- Отрывок
● ● ● ● ● ● ●

Он был довольно хорошо встречен в сенате, сделал ему отчет о своем наместничестве и войне с фракийцами. После этого, считая, что он вполне заслужил почетный отдых, Лукулл целиком ушел в личную жизнь, стараясь уладить свои семейные дела, бывшие уже давно неблагополучными.
Потерпев с М. Лукуллом досадную неудачу. Красс все-таки не отказался от попыток одолеть Помпея в дуэли происков и интриг. Стараясь подкрепить свою репутацию в качестве победителя и внушить рабам страх, Красс решил распять всех пленных. С этой целью (после того как его отряды и отряды Помпея в течение месяца прочесывали Апулию, Луканию, Брутий, Калабрий, Самний и Этрурию, вылавливая «остатки» спартаковских войск и уничтожая их при удаче) он воздвиг от Капуи до Рима 6 тысяч крестов. На них-то Красс и распял всех пленных повстанцев и тех, кого счел за них.
Помпей, более осторожный, нашел такой шаг опасным для будущего и непопулярным и предпочел возвратить захваченных им в плен рабов их бывшим хозяевам.

● ● ● ● ● ● ●

- Задание 1
Пожалуйста, обновите листинг от самого начала до строки с «373), (21, 375)]» включительно, заменив «pastry» на «baked good» и не меняя ничего другого. Картинки в ответ не включайте.

● ● ● ● ● ● ●

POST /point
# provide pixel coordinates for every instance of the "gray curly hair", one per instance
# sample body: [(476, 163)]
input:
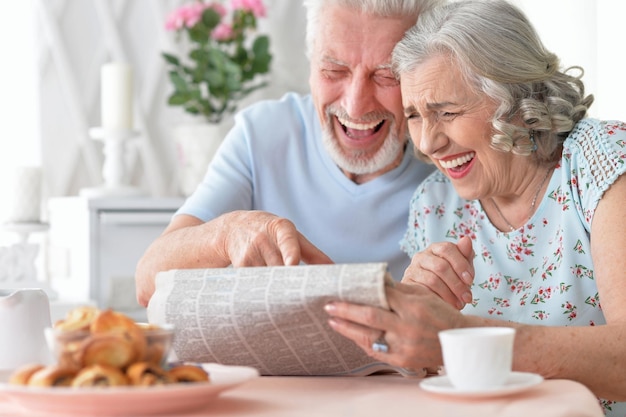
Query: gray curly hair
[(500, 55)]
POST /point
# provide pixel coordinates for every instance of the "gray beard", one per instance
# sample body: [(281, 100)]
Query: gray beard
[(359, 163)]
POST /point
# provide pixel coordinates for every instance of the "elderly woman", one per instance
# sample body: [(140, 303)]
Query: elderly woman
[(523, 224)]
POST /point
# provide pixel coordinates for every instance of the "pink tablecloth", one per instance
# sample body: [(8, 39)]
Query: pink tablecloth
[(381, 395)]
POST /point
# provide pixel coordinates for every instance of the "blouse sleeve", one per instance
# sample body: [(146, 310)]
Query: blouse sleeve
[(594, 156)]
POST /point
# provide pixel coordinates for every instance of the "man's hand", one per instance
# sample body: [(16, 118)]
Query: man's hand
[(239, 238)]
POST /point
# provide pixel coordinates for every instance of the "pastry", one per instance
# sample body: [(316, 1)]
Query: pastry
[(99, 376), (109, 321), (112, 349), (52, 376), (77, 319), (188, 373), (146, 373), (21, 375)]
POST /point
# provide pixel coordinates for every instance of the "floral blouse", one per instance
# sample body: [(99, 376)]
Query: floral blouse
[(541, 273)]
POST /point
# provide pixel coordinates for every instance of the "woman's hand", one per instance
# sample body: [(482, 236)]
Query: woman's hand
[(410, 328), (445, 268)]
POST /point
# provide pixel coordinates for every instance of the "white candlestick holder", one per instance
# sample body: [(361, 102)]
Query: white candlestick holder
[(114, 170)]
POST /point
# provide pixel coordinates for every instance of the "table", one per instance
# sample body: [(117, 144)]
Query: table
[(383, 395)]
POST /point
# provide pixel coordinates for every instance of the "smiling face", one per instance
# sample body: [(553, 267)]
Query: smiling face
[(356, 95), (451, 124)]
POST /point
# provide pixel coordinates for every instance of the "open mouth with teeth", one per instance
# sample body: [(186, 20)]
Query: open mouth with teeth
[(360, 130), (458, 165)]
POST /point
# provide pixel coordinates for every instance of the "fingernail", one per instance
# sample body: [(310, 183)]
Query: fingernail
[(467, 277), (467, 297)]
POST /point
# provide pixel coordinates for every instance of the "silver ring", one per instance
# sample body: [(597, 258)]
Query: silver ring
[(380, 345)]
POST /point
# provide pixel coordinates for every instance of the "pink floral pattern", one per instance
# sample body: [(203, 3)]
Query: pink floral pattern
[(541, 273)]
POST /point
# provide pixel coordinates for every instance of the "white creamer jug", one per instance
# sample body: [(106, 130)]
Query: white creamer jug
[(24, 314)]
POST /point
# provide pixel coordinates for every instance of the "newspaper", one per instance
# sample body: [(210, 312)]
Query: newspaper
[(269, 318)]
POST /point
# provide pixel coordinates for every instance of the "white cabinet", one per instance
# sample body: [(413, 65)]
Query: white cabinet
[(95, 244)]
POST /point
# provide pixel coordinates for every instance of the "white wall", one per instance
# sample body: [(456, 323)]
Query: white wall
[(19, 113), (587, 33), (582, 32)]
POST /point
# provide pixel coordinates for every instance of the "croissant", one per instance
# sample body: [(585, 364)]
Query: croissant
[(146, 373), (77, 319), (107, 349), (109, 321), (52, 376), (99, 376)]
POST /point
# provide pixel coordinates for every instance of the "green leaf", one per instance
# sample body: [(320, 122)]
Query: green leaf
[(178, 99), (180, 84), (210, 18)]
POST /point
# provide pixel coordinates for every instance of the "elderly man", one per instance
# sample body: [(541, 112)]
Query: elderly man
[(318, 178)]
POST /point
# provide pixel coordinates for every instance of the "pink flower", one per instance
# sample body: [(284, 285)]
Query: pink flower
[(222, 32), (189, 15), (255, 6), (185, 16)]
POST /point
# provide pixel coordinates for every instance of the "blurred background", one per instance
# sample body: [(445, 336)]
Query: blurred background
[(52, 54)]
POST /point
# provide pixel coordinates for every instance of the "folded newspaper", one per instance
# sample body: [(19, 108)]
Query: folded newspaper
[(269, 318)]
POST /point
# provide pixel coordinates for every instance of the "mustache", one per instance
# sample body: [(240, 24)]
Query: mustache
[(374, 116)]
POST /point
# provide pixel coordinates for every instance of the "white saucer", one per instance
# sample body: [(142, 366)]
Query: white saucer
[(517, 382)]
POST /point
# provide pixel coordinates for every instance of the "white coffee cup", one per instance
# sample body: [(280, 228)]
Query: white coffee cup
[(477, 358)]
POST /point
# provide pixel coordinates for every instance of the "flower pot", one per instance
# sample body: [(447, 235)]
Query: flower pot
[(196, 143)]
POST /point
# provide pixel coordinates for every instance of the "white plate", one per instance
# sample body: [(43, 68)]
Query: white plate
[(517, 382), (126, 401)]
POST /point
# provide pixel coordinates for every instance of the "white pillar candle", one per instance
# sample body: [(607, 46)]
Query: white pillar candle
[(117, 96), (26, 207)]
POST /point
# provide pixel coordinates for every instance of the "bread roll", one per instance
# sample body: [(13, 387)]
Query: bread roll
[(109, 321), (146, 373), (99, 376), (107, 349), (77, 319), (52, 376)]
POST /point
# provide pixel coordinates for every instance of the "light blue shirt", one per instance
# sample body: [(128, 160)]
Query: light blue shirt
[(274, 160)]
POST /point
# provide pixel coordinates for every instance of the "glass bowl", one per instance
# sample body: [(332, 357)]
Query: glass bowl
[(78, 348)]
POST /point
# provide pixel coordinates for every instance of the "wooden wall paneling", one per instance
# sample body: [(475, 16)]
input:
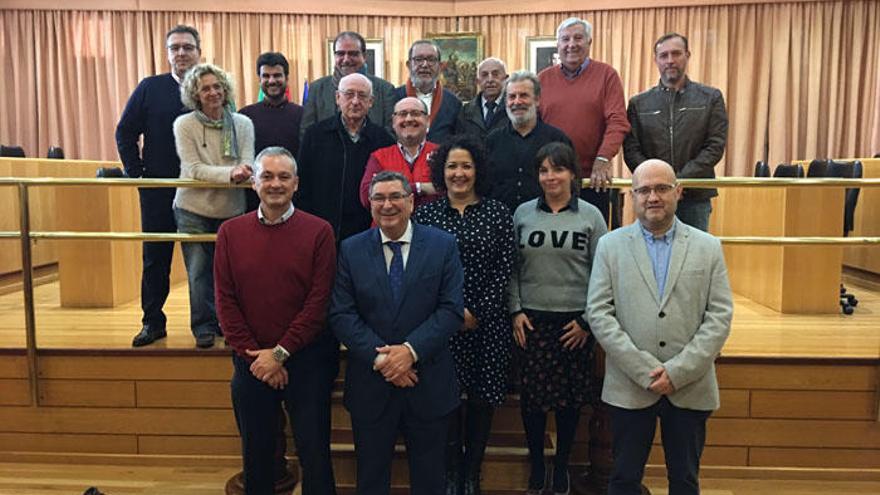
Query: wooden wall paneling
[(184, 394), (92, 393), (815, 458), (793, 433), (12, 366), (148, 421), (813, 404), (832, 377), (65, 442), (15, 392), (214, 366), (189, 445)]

● ● ● ● ● ● ●

- Задание 2
Продолжите отрывок о Крассе и Помпее после его последнего предложения.

- Ожидаемый ответ 1
POST /point
# provide pixel coordinates for every instance of the "gray curly hair", one per instance
# sample body: [(476, 163)]
input:
Query: gray curly hair
[(500, 55)]
POST /point
# provide pixel coordinates for every instance of the "gray beard", one per instance
# sample body: [(281, 100)]
Query: gray beard
[(359, 163)]
POST /point
# provide pixel coordinates for every instance of the "elderly woman", one per instance
# sample body: [(140, 303)]
Query: elderly woman
[(523, 224)]
POST /point
# provide pixel coordinates for every instance of the "pink tablecloth", one per instance
# sample body: [(8, 39)]
Query: pink tablecloth
[(381, 395)]
POST /point
# provide pixel coordinates for every instance of the "blouse sleeve", one per instance
# sample body: [(146, 310)]
Query: blouse sleeve
[(594, 156)]
POST /point
# provide pixel coordinates for every instance of the "man's hand", one per instance
# sample body: [(16, 118)]
Query: man's hand
[(239, 238)]
POST /point
# provide pixel coordinates for every instance of the "baked good", one per instance
# sample body: [(316, 1)]
Query: baked good
[(99, 376), (109, 321), (112, 349), (52, 376), (77, 319), (188, 373), (146, 373), (21, 375)]

- Ожидаемый ответ 2
Сенаторы, испытавшие много волнений и страха за время войны со Спартаком, приветствовали доблестное, на их взгляд, деяние Красса, Помпея же подвергли осуждению. Выезжая группами и с близкими на Аппиеву дорогу, они с облегченными вздохами смотрели на распятые на крестах тела. В предчувствии поживы над ними кружили вороны…
Итак, как Красс и обещал сенату, он быстро закончил войну со Спартаком, потратив на нее шесть месяцев (Аппиан). Он ждал триумфа — желанной для него награды. Но неблагодарные сенаторы, еще не так давно трепетавшие перед Спартаком, теперь стали говорить, что война была ведена «не с настоящим противником», что имя врага «было низким и неподходящим» (А. Геллий) и что к «легкости такой победы более подходит зелень Венеры» (то есть миртовый, а не лавровый венок). По указанной причине, к великой досаде Красса, завистливый сенат не дал ему большого триумфа, а назначил малый — пеший — овации с миртовым венком.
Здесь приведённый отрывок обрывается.